TASK DETAILS :: Pull every line that includes the word "green" from the data.

== DATA RECORDS

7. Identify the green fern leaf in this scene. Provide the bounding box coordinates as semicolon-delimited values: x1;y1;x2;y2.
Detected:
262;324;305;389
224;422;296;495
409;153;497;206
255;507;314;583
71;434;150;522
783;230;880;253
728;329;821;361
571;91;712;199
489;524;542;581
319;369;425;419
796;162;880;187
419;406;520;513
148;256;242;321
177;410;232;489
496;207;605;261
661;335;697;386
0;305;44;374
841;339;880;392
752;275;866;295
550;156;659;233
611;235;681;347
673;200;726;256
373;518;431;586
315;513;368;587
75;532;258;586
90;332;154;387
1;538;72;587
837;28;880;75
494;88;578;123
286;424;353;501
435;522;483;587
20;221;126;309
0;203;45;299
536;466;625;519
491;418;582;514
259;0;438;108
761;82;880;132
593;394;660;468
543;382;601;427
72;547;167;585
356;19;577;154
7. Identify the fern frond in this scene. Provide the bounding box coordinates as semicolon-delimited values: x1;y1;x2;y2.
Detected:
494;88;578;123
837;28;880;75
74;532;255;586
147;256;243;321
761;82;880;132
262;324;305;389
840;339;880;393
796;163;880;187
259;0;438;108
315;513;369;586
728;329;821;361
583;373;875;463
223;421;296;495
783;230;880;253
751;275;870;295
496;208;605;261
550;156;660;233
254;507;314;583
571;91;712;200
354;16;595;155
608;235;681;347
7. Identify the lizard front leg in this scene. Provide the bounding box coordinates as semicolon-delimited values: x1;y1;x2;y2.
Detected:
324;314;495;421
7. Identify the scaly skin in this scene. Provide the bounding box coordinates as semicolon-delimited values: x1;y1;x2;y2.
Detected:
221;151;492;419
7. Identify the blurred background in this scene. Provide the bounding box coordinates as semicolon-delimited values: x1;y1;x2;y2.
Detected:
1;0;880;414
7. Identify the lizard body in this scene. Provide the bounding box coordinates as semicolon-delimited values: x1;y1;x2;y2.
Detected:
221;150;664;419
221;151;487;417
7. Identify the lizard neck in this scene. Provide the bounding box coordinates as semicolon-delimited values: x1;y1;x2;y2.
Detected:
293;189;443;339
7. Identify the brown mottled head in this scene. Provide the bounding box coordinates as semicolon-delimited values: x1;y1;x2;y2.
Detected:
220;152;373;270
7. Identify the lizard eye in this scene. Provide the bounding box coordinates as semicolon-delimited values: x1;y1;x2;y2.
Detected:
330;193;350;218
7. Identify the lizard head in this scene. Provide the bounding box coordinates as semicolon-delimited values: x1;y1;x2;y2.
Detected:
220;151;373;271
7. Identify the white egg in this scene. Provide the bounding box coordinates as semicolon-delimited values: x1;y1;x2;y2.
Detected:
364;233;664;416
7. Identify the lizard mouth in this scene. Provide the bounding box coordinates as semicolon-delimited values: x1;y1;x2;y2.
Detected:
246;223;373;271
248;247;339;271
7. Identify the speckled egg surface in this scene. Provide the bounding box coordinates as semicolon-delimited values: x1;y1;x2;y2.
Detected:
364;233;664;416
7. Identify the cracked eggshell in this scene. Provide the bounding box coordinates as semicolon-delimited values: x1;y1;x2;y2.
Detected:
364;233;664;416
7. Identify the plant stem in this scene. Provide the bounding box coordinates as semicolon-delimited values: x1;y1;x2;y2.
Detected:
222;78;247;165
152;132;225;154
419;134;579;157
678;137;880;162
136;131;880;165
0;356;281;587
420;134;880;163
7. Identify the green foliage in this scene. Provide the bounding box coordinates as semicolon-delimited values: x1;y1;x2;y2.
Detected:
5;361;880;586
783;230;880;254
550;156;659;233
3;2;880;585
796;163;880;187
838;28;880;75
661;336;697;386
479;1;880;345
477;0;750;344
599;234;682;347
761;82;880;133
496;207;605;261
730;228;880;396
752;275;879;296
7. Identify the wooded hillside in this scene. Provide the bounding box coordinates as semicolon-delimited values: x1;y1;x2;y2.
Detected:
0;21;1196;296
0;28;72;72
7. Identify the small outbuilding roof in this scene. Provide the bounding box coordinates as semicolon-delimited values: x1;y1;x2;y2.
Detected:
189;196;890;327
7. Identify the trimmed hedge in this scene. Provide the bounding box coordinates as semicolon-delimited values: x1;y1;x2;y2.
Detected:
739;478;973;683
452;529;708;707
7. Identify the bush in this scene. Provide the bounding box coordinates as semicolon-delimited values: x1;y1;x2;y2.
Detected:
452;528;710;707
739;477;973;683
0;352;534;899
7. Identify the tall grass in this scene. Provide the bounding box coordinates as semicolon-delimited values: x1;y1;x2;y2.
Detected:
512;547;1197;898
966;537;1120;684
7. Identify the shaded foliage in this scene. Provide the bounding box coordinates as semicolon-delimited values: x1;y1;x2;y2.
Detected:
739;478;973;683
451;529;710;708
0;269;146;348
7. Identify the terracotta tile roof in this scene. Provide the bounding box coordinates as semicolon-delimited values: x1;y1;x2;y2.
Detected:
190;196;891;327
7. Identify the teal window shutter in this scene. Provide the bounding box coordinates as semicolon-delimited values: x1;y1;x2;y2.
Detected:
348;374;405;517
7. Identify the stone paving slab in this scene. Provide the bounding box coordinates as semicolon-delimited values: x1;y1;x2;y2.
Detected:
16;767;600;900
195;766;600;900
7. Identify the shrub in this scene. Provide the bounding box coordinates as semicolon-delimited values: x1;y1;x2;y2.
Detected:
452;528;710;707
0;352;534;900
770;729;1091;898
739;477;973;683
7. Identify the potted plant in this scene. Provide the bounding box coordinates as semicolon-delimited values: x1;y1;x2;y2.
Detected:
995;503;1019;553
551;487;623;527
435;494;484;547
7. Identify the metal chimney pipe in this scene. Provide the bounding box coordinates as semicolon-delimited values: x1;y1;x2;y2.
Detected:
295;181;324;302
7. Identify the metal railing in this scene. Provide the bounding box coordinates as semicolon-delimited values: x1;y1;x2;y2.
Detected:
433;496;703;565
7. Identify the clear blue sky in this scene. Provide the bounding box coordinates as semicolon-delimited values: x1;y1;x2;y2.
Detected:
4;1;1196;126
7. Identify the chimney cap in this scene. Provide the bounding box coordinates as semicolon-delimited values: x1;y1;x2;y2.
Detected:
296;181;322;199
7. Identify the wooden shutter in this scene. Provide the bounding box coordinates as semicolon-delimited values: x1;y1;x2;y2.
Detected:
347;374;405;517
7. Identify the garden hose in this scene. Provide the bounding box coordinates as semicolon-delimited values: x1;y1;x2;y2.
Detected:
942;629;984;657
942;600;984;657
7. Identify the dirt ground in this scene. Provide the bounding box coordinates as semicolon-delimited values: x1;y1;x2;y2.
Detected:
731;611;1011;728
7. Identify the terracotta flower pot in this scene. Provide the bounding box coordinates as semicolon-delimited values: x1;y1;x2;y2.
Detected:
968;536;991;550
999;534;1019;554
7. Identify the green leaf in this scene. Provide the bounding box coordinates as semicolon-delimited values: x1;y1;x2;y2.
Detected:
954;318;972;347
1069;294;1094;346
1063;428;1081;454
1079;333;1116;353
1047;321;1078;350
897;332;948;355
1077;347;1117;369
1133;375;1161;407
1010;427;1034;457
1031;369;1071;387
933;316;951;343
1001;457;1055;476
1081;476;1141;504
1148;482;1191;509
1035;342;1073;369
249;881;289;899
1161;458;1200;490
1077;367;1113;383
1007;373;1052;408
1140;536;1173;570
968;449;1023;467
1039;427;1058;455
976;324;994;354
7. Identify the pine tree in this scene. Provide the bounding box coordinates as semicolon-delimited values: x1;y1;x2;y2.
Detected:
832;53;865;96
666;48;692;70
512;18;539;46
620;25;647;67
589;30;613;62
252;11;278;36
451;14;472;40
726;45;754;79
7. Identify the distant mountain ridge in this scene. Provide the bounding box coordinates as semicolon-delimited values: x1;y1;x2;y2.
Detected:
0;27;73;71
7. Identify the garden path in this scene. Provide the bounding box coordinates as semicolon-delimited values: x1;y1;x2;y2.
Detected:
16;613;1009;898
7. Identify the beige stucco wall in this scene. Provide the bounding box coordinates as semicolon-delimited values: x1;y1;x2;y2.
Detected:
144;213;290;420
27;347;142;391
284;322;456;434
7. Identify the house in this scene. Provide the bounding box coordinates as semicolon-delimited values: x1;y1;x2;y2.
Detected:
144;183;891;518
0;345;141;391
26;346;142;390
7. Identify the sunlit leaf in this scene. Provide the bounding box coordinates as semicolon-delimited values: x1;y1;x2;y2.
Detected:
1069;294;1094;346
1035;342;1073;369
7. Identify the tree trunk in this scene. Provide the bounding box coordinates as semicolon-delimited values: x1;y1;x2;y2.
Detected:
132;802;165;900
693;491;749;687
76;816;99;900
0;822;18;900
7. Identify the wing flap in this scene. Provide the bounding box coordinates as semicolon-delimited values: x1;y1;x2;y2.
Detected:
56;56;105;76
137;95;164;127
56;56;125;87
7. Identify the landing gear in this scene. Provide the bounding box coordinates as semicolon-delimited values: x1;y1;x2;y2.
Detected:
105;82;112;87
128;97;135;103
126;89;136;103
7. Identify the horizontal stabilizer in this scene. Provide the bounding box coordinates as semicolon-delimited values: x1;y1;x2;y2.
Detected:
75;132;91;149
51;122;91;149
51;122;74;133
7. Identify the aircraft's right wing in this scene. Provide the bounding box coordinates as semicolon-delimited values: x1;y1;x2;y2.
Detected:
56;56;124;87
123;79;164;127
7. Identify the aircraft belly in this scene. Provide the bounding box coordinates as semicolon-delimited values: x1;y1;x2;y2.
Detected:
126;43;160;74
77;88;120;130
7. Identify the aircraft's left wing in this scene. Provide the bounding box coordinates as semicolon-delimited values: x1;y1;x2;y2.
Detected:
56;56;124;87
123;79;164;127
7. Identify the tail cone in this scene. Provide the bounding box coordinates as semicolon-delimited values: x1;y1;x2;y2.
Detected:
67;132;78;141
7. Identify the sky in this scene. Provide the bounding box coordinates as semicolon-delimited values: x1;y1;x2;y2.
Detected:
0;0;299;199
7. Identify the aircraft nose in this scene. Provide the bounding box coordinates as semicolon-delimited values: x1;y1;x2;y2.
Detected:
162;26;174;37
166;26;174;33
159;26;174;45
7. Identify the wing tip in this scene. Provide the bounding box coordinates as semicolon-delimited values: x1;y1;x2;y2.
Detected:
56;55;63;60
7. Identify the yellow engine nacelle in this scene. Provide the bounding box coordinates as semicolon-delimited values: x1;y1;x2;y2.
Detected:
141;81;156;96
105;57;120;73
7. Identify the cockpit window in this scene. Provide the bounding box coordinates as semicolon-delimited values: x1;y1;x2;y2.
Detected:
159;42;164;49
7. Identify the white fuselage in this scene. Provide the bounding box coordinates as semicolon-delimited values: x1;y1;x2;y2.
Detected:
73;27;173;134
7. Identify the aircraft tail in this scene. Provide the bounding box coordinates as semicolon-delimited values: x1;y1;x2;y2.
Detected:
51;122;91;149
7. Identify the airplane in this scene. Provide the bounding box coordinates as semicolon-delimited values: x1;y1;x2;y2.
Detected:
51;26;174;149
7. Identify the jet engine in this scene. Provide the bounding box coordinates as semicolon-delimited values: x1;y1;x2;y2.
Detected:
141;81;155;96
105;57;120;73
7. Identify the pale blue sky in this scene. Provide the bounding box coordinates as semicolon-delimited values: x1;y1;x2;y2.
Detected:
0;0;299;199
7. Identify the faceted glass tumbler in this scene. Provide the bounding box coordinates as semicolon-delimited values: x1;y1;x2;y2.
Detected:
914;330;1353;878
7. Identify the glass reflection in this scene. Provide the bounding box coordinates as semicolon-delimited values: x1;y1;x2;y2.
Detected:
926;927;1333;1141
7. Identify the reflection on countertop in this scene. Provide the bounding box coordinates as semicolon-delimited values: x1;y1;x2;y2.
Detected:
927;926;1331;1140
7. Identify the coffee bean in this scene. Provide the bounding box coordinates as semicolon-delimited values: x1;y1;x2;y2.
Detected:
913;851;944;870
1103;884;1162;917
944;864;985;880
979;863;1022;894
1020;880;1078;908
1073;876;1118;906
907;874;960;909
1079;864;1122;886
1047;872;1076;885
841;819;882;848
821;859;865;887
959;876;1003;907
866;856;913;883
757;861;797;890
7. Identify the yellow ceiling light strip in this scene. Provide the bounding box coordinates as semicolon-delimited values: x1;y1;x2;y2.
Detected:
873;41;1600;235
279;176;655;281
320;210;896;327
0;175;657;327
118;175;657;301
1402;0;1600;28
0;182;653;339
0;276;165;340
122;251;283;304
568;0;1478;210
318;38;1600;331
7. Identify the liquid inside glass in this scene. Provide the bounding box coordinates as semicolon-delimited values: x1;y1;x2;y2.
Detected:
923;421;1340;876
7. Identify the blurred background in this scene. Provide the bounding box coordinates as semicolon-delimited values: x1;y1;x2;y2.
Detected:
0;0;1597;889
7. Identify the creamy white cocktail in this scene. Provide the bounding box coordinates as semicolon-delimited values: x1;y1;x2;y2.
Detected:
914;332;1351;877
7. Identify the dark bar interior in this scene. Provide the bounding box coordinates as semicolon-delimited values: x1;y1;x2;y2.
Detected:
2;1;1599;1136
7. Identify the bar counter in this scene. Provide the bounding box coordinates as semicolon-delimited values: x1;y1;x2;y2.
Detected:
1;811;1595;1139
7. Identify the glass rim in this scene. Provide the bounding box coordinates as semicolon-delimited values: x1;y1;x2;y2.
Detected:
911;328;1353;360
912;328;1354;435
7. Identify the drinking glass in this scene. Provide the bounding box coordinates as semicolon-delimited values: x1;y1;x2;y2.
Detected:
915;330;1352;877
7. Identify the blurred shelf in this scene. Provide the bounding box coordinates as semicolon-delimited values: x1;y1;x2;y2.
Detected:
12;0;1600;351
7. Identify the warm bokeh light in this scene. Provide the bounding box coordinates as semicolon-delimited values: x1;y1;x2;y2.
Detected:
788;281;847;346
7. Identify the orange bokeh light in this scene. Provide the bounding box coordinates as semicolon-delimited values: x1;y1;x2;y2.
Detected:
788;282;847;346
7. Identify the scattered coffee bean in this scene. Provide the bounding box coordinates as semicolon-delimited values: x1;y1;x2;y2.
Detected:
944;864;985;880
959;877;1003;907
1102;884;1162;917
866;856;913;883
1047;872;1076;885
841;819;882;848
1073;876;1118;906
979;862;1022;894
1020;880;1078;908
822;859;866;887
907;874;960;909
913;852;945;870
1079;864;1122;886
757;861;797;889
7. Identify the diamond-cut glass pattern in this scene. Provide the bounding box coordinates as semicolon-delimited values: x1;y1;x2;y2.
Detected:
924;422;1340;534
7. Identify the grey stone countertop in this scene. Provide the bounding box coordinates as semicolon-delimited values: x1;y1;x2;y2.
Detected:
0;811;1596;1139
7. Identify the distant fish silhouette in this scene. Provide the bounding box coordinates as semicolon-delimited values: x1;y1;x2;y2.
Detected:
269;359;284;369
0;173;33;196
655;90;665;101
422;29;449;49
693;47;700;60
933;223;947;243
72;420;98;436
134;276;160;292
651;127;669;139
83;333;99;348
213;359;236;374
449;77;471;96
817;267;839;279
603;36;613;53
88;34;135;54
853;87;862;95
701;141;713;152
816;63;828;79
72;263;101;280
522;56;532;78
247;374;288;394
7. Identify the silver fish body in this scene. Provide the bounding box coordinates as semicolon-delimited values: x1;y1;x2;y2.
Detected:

====

EXERCISE OUTPUT ::
7. Identify the green fern leaf in this scene. Provide the bounding box coordinates as semicolon-delimited values: x1;y1;x2;y2.
7. Identify the green foliage in this scene. Provide the bounding box coordinates as semicolon-delimited values: x1;y1;x2;y2.
7. Identify the green leaf in this scene. Provide the bounding box coordinates as semicolon-delimited values: x1;y1;x2;y2.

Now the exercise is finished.